• Extract provided
Short takes 

  • Auto shop academy teaches more than mechanics
  • Tele-trips take kids out of their world
  • Adkins Scholars Program prepares students for college success

Auto shop academy teaches more than mechanics

If you want proof that teaching kids a trade can transform their lives, you don’t have to look further than the case of Daniel Rodriguez. When the chronically truant student applied for admission to San Clemente High School’s Auto Technology Partnership Academy three years ago, he was going nowhere fast.

“I was planning to drop out of school,” says Rodriquez, now 20. “I was in trouble.”

With a GPA that hovered under 1.0 and 89 unexcused absences, Rodriguez did not have the qualifications that academy chief Robert McCarroll was looking for. “I told him straight out that I didn’t think he could make it,” says McCarroll. “But he begged for a chance. He loved cars and said he could turn things around.”

Today, McCarroll is a believer. Not only did Rodriguez demonstrate a gift for mechanics, he also made huge improvements academically. By attending summer school, taking night and weekend classes and staying late for tutoring every afternoon, Rodriguez made up a year’s worth of failed courses so that he could graduate on time, earning an overall GPA of 2.36.

“I applied to the auto tech academy because I didn’t want to disappoint my mother by dropping out of school,” Rodriguez says. “Once I got in, I stuck with it. My mom and the teachers pushed me. If I hadn’t stayed in school, I would probably be working some dead-end job; maybe I’d already have kids.”

Instead, Rodriguez, who immigrated to California from Mexico with his parents, has a steady job at the Capistrano VW Dealership. He is taking classes at the Irvine Valley Community College, hoping eventually to earn a degree in mechanical engineering. “I feel I can be an example for my younger brother,” he says.

McCarroll says stories like this illustrate how much some students can benefit from vocational and industrial arts education, programs that have experienced a dramatic decline in an era when all students are being urged to take a college preparatory curriculum.

San Clemente is one of two high schools in the Capistrano Unified School District to operate an industrial shop program. San Clemente’s auto tech students have won top honors in the Orange County trouble-shooting competition five times in the last decade and finished in the top 10 in national competition. The California School Boards Association awarded the academy a Golden Bell Award for excellence last year.

• Short task
Please state which award the California School Boards Association gave the academy last year, according to the auto shop academy article.

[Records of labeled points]
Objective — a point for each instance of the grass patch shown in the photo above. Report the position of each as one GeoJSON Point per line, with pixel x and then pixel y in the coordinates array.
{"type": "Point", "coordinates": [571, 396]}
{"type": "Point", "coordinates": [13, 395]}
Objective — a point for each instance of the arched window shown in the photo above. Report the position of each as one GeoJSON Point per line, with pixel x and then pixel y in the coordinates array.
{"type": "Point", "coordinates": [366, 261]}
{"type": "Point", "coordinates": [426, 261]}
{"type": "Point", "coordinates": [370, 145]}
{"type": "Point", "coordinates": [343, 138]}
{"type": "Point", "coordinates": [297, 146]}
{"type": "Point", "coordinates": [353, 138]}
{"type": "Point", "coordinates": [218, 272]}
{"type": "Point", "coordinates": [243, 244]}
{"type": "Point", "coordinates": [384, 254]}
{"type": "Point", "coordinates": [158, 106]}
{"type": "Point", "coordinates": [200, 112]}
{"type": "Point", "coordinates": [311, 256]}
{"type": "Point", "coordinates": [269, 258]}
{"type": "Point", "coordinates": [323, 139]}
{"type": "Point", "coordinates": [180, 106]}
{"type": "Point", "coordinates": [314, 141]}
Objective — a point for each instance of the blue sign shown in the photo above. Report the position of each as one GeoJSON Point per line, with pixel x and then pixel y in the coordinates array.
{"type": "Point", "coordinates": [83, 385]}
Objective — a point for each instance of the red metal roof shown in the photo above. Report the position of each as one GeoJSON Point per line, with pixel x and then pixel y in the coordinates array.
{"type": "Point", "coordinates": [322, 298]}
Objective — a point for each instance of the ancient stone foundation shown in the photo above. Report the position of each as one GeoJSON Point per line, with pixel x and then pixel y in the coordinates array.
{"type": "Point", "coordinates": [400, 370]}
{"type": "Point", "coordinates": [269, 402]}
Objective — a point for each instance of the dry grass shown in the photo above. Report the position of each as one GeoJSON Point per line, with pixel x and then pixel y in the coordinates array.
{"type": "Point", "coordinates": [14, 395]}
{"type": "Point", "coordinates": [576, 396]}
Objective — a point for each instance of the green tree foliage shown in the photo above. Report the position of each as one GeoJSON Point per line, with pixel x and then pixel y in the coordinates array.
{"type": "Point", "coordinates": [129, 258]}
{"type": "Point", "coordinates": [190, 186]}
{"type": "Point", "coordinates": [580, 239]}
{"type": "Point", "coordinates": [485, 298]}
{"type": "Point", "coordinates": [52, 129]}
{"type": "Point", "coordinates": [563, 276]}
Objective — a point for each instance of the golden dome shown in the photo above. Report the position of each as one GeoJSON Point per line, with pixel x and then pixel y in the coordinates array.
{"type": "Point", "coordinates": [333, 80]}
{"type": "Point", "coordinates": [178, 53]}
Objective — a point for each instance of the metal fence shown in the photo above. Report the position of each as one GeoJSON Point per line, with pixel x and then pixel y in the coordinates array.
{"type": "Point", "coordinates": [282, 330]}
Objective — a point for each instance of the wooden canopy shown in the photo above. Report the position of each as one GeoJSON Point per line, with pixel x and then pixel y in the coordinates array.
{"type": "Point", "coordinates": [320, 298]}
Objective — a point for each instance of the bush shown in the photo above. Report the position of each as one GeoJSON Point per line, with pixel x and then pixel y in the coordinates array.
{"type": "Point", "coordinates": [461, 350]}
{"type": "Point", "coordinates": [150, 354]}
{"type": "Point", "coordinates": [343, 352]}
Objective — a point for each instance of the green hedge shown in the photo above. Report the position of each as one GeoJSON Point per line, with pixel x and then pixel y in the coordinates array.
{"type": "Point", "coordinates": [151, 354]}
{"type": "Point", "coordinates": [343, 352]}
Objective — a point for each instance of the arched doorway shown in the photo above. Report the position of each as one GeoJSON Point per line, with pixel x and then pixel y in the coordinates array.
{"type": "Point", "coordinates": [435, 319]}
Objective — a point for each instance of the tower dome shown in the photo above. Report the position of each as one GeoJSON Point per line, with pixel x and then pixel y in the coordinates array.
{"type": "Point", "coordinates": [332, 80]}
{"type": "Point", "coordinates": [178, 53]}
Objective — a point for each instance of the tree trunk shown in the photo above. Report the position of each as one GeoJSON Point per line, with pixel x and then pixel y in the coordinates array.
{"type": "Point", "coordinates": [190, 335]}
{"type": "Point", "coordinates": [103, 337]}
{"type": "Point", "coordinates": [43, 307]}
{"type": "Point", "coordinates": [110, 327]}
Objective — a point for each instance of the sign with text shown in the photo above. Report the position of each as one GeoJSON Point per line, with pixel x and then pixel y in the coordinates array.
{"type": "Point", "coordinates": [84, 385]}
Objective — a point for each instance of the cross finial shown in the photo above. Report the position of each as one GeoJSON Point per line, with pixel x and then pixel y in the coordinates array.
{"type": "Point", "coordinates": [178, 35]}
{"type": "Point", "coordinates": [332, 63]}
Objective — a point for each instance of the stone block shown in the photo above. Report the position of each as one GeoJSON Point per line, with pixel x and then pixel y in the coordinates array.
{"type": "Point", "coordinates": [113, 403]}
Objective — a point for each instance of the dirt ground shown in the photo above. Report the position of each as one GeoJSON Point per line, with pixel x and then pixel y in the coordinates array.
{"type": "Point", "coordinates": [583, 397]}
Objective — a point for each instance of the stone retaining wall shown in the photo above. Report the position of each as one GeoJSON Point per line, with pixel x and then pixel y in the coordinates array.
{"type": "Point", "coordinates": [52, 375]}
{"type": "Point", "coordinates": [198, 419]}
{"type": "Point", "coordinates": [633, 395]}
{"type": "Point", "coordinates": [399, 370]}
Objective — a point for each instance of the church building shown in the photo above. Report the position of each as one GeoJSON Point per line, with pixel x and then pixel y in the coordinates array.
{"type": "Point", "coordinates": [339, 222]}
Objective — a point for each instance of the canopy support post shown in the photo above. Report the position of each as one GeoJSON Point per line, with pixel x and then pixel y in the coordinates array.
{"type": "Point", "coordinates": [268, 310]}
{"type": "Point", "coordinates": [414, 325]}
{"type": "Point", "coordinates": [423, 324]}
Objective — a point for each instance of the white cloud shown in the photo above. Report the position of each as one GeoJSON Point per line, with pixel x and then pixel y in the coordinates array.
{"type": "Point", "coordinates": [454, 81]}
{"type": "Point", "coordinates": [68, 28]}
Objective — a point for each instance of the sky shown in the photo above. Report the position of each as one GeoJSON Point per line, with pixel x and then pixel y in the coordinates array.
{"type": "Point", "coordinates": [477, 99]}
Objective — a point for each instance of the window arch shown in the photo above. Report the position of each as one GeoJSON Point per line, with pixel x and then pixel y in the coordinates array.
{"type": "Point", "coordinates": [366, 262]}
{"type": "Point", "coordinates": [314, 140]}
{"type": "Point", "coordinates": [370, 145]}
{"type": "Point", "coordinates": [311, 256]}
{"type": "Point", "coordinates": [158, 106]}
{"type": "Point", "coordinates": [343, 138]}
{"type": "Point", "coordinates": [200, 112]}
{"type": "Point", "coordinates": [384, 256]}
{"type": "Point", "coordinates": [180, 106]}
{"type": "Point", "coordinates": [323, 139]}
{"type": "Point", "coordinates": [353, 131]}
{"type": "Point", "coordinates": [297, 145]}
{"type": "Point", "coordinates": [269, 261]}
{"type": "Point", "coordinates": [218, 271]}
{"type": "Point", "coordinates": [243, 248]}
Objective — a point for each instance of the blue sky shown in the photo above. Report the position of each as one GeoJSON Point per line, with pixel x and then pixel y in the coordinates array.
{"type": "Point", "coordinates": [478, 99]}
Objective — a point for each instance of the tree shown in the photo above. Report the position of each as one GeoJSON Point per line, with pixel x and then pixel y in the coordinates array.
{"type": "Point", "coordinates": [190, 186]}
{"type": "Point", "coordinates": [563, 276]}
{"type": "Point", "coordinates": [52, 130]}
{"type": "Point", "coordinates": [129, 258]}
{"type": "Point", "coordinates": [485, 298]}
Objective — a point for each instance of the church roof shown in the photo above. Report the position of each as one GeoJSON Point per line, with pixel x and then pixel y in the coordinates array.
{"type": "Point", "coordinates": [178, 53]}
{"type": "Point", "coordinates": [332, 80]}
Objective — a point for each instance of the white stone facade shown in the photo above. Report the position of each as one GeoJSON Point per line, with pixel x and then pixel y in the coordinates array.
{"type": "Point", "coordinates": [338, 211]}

• The answer
A Golden Bell Award for excellence.